** Bloco de texto **
········
Podemos então identificar “direito natural” com regras morais enquanto independentes de disposições legais positivas. Tem de haver tais regras para haver distinção entre leis boas e más. Para Locke, o caso é simples desde que as regras foram dadas por Deus e constam da Bíblia. Afastada essa base teológica a matéria é mais difícil. Mas enquanto se mantém que há distinção ética entre acções justas e injustas podemos dizer: o direito natural decide de acções eticamente justas e injustas numa comunidade sem governo, e o direito positivo deve quanto possível guiar-se e inspirar-se do direito natural.
········
** Dados fornecidos **
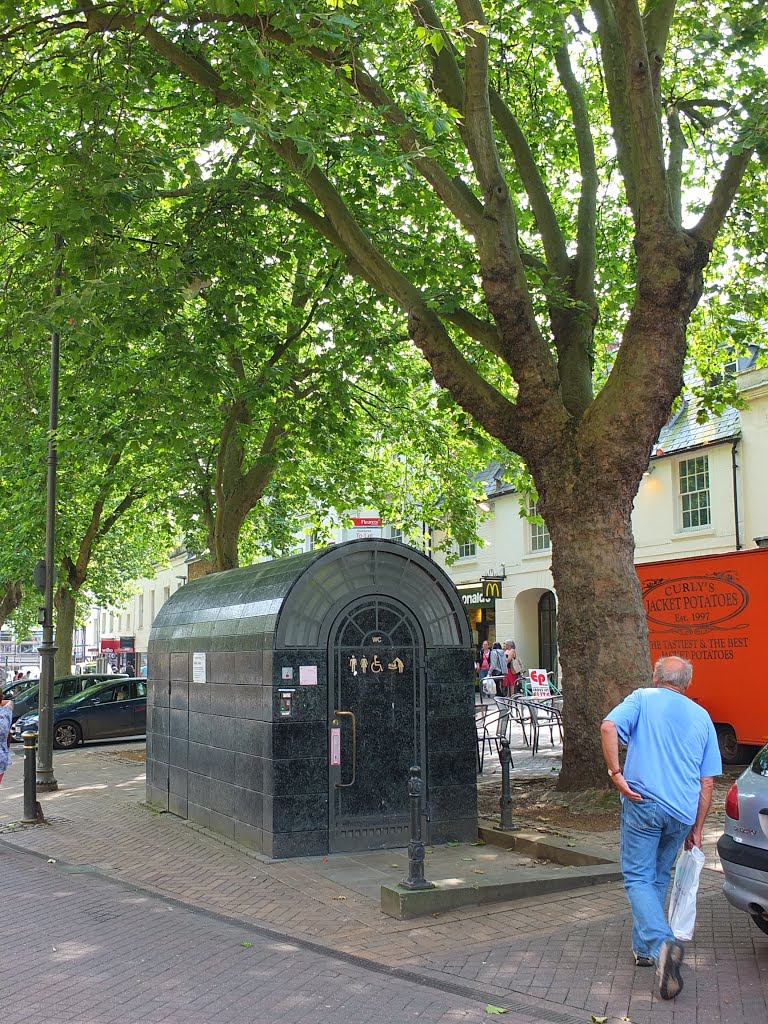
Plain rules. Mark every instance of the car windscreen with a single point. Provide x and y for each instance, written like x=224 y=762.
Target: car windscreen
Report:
x=85 y=696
········
** Problemas a resolver **
A - Reproduza sem alterações o trecho do texto sobre o direito natural que vai de "Podemos então identificar" até "do direito natural.".
B - Traduza para o inglês esta frase do texto sobre o direito natural: "Tem de haver tais regras para haver distinção entre leis boas e más."
Baseie-se somente no texto sobre o direito natural.

** Respostas do exercício **
A -
Podemos então identificar “direito natural” com regras morais enquanto independentes de disposições legais positivas. Tem de haver tais regras para haver distinção entre leis boas e más. Para Locke, o caso é simples desde que as regras foram dadas por Deus e constam da Bíblia. Afastada essa base teológica a matéria é mais difícil. Mas enquanto se mantém que há distinção ética entre acções justas e injustas podemos dizer: o direito natural decide de acções eticamente justas e injustas numa comunidade sem governo, e o direito positivo deve quanto possível guiar-se e inspirar-se do direito natural.

B - There must be such rules for there to be a distinction between good and bad laws.